Work to complete:
a – List each distinct name that signs a comment in the comment thread, counting every commenter once.
b – Please retype the comment thread word for word from "As I've said" to "above legal contest.".
===== Excerpted passage =====
Tom Van Dyke said...

But everybody lies about sex. And steroids.

Tlaloc said...

One rather key difference however about the Clinton case is that while he did perjur himself (and most assuredly shouldn't have) he was only in a position to do so because iof a ridiculous witch hunt. Unless I'm mistaken a blowjob is not actually a crime. A blowjob from an employee to a superior is also not a crime (although often rather seedy because of the power issues and in general a bad idea).

In other words while Clinton should not have lied he also should never have been under oath testifying about the matter in the first place. Public opinion pretty roundly refuted the republican attempt to paint the whole issue as a big deal.

As I've said before there are some very legitimate grievances to be made about Clinton's presidency. The Lewinsky affair showed that republicans couldn't seem to figure them out.

Hunter Baker said...

It has to do with what you expect out of a leader. Many Americans, though not a majority, want personal moral leadership and inspiration. Bill wasn't much good for that.

Just to reiterate for the umpteenth time, he got into the Monica mess because he had to answer questions about Paula. He had to answer questions about Paula because she was suing him and no American, including the pres., is above legal contest.

Tlaloc said...

"It has to do with what you expect out of a leader. Many Americans, though not a majority, want personal moral leadership and inspiration. Bill wasn't much good for that."

No president can be. The political dirty fighting needed to rise to that level of power precludes any potential for "moral leadership."



"Just to reiterate for the umpteenth time, he got into the Monica mess because he had to answer questions about Paula."

Remind me again how getting a blow job from Lewinsky is connected to the Paula jones suit...
(p.s. the way the GOP in general and coulter in specific abused Paula Jones was truly disgusting)

Kathy Hutchins said...

The Baltimore Orioles are owned by Peter Angelos, a man who got rich enough to do things like buy major league baseball teams by the aggressive practice of law at the plaintiffs' bar. Most of his big ticket cases were dubious asbestos torts. Peter Angelos may be, in my book, bottom feeding pond scum, but he is without question a canny attorney, one of the smartest personal injury lawyers in the world. Peter Angelos, of all people, should have a solid understanding of the meaning and ramifications of the word 'perjury.'

When Jose Canseco published his telltale book which fingered Palmiero as a steroid user, Peter Angelos threatened to sue Canseco. Now we know Canseco was telling the truth, and Palmiero and Angelos were pulling the Park Heights bully-boy routine. Sure, perjury perverts the system of justice. But let's follow it up the chain of command. If Angelos knew what he should have known, and said what he did, he should at the very least be disbarred. MLB locked Marge Schott out of her own front office just for stupid mouthing off. If they let Angelos off, it confirms that Bud Selig is just man enough to push around senile female drunkards, and no more.

Tlaloc said...

By the way did anyone else notice that Michael Behe flipped out and attacked the NAS and AAAS as being deceptive and malfeasant?
===== Dataset section =====
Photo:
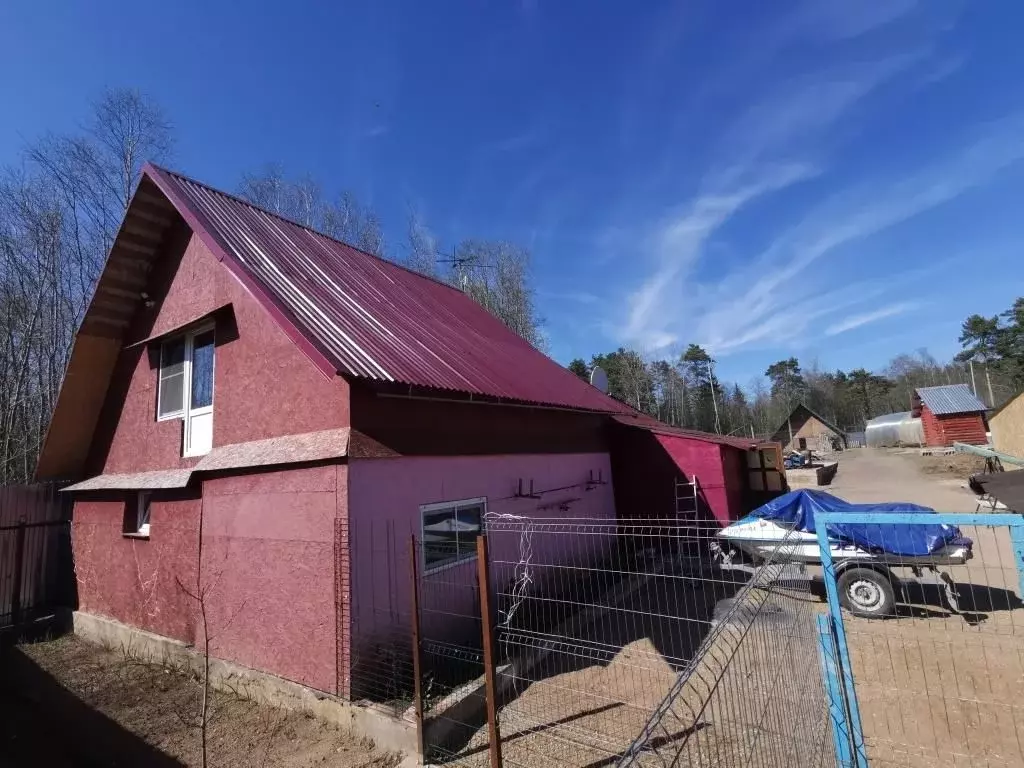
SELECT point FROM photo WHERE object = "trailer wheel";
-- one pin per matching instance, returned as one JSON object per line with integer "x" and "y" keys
=====
List of solutions:
a – Tom Van Dyke, Tlaloc, Hunter Baker, Kathy Hutchins

b –
As I've said before there are some very legitimate grievances to be made about Clinton's presidency. The Lewinsky affair showed that republicans couldn't seem to figure them out.

Hunter Baker said...

It has to do with what you expect out of a leader. Many Americans, though not a majority, want personal moral leadership and inspiration. Bill wasn't much good for that.

Just to reiterate for the umpteenth time, he got into the Monica mess because he had to answer questions about Paula. He had to answer questions about Paula because she was suing him and no American, including the pres., is above legal contest.